**** Reading passage

These provisions, too, are difficult to model. Much like the transmission proposal, they won’t lead to a guaranteed amount of drilling (although they will essentially produce a minimum amount of fossil fuel leasing). Nor will they substantially change the drilling that happens under Donald Trump or a future Republican president because any fossil fuel-loving administration is already free to go much further than these provisions would require them to.
To estimate the emissions impact of these provisions, the think tank Resources for the Future first tried to draw some error bars around their analysis. As a worst-case scenario, analysts modeled what would happen if the onshore drilling that happened during the Trump administration occurred every year from 2025 to 2050. Under this “Trump forever” scenario, emissions increase about 2.1 gigatons from 2025 to 2050. Under a less dire scenario, they would increase by about 0.6 gigatons during the same period.
These estimates almost certainly exceed what EPRA would actually do, Kevin Rennert, the director of RFF’s federal climate policy initiative, told me.

********
**** Given records

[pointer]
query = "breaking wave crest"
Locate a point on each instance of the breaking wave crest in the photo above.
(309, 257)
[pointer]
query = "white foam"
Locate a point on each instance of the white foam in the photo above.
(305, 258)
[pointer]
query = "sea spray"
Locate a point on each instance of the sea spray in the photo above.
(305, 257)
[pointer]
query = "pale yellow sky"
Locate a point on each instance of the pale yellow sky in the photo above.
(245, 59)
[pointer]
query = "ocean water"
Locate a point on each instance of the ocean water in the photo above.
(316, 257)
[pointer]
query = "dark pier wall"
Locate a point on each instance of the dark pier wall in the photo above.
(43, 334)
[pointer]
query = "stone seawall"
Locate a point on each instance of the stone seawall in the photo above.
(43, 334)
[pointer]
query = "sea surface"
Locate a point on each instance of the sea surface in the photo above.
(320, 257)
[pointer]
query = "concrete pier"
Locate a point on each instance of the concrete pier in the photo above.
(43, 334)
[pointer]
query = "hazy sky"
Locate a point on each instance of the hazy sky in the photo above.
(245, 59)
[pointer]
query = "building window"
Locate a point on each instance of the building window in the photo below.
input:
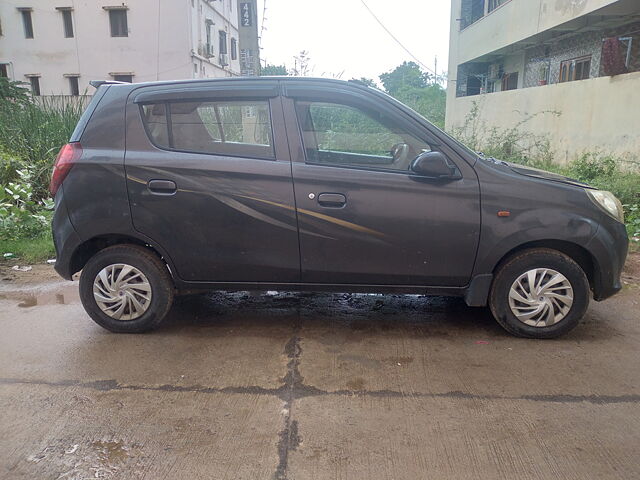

********

- **Task list**:
[1] Return the part of the drilling provisions passage between "To estimate the" and "initiative, told me.", inclusive.
[2] For each statement, answer yes or no according to the drilling provisions passage, and quote the words that decide it. (a) The provisions would lead to a guaranteed amount of drilling. (b) Under the "Trump forever" scenario, emissions increase about 2.1 gigatons from 2025 to 2050. (c) Kevin Rennert is the director of RFF's federal climate policy initiative.

- **Results of the tasks**:
[1]
To estimate the emissions impact of these provisions, the think tank Resources for the Future first tried to draw some error bars around their analysis. As a worst-case scenario, analysts modeled what would happen if the onshore drilling that happened during the Trump administration occurred every year from 2025 to 2050. Under this “Trump forever” scenario, emissions increase about 2.1 gigatons from 2025 to 2050. Under a less dire scenario, they would increase by about 0.6 gigatons during the same period.
These estimates almost certainly exceed what EPRA would actually do, Kevin Rennert, the director of RFF’s federal climate policy initiative, told me.

[2]
(a) No: "they won’t lead to a guaranteed amount of drilling"
(b) Yes: "Under this “Trump forever” scenario, emissions increase about 2.1 gigatons from 2025 to 2050."
(c) Yes: "Kevin Rennert, the director of RFF’s federal climate policy initiative"